**** Records shown

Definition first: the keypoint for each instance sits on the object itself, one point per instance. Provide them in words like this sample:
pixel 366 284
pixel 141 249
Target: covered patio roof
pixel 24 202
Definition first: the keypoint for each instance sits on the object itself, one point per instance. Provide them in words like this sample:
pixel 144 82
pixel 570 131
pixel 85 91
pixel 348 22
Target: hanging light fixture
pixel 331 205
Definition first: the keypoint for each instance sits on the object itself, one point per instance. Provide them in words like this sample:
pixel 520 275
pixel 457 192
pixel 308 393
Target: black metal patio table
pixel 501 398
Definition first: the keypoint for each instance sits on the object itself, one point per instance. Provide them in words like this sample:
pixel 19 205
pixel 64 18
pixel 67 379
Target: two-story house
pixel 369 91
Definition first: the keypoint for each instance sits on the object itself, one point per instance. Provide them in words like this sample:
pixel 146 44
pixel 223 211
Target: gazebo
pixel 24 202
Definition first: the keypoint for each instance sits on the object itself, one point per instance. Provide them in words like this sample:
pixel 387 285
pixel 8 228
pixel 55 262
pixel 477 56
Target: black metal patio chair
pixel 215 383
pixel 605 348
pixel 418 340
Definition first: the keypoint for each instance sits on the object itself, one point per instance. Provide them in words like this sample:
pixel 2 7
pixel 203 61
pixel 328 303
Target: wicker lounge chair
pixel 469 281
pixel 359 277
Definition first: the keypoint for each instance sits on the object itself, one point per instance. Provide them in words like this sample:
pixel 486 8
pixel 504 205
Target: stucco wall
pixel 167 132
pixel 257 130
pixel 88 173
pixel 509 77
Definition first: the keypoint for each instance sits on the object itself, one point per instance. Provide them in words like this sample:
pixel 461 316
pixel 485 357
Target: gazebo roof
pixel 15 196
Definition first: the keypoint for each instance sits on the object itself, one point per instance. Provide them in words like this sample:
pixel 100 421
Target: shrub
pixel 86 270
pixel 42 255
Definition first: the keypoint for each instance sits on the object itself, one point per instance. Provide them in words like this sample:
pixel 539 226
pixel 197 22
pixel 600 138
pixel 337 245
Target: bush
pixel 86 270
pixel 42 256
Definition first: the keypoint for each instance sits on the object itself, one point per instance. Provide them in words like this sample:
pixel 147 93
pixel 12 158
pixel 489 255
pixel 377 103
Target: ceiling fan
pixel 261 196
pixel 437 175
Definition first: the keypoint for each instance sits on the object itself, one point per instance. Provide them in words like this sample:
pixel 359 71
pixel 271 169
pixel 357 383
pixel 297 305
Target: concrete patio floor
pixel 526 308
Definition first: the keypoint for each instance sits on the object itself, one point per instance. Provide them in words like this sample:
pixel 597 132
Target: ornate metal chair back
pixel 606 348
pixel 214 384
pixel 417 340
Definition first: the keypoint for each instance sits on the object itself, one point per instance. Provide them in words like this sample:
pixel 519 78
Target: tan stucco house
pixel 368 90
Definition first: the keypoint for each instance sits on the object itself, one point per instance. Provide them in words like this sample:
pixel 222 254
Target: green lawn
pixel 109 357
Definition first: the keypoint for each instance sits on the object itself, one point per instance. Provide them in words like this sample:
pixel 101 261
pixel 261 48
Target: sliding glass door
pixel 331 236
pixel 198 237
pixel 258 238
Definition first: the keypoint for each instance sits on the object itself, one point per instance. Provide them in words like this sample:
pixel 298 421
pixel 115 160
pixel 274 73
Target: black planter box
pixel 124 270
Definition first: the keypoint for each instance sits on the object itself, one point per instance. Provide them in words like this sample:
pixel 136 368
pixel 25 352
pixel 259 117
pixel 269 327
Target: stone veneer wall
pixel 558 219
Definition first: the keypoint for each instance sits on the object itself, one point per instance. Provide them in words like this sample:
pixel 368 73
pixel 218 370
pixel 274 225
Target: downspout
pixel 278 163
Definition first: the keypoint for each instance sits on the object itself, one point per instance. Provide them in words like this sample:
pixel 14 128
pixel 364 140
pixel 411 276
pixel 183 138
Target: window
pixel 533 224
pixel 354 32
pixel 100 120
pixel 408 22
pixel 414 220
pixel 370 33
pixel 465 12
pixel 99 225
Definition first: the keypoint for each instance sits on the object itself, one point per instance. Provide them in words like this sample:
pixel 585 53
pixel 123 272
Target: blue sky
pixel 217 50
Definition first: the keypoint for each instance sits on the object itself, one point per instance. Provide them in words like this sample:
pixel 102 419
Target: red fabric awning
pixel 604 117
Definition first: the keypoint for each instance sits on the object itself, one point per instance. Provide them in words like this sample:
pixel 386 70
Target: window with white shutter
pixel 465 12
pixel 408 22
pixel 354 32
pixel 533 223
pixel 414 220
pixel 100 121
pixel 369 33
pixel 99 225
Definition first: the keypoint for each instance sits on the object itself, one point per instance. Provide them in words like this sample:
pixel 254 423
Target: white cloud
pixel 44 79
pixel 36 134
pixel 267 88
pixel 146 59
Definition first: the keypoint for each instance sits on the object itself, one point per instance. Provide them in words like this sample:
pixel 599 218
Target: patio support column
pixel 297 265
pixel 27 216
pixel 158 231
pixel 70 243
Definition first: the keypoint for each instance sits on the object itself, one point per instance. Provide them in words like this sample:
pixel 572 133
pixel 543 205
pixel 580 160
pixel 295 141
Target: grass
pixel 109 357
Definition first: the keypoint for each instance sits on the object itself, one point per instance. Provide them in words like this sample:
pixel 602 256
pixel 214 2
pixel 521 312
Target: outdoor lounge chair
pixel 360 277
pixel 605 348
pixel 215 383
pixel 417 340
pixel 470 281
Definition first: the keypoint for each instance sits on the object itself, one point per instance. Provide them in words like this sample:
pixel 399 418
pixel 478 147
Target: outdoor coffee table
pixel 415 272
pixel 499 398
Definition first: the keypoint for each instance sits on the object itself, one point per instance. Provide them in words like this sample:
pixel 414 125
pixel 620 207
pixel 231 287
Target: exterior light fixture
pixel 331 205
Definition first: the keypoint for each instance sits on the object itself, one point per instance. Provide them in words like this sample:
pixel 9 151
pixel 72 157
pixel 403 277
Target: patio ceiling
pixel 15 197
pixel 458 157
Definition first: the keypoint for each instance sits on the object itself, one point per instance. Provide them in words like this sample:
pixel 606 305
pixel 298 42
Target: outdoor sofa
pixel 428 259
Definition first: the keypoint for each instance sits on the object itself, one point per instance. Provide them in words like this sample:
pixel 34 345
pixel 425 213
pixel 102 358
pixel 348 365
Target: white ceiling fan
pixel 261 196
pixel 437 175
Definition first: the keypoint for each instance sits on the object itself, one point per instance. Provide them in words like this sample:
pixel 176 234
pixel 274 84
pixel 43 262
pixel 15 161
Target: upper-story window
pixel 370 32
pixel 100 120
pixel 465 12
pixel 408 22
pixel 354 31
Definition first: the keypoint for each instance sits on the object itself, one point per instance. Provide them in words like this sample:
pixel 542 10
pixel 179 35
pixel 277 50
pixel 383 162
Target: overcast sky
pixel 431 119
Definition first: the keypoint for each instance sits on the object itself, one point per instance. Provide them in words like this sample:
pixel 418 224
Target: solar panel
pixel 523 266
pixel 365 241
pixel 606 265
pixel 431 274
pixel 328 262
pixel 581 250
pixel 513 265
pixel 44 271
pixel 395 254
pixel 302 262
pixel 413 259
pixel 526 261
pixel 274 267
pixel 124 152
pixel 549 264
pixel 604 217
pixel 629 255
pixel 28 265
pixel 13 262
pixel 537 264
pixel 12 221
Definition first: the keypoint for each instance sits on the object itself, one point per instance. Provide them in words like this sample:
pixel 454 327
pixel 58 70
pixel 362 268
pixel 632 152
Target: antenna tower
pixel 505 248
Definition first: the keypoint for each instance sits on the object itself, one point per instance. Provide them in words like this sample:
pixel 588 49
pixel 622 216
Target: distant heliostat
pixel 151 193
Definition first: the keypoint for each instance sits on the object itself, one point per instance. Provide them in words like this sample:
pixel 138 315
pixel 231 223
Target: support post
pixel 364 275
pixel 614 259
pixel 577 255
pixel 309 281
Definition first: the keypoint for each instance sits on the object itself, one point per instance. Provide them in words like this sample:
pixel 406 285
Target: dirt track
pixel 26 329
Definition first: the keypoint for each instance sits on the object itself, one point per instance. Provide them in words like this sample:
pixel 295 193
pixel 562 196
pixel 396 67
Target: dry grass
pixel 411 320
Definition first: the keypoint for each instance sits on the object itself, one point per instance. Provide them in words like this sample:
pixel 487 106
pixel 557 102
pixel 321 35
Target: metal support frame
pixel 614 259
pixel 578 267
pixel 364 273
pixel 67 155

********

(Objective) Please gather every line from the rows above that contains the string "story". Case counts, so match capitalization precisely.

(Reply to the task)
Target: two-story house
Target: upper-story window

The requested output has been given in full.